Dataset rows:
◇ ◇ ◇
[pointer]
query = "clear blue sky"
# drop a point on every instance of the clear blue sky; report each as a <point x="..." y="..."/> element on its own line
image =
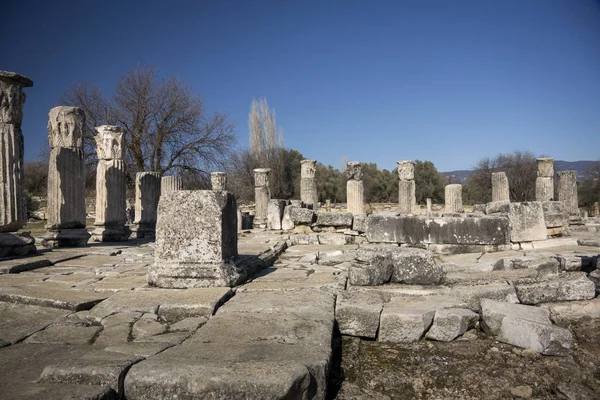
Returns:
◇ ◇ ◇
▶ [WHAT THE TASK ASKS]: Please pull out every line of the rows above and reproduce each one verbatim, leaving the pictures out.

▶ [SOLUTION TO THIS TASK]:
[pointer]
query = "clear blue sky"
# drop a point on every instance of the clear blue sky; report each as a <point x="..." y="..."/> element on its own line
image =
Returns:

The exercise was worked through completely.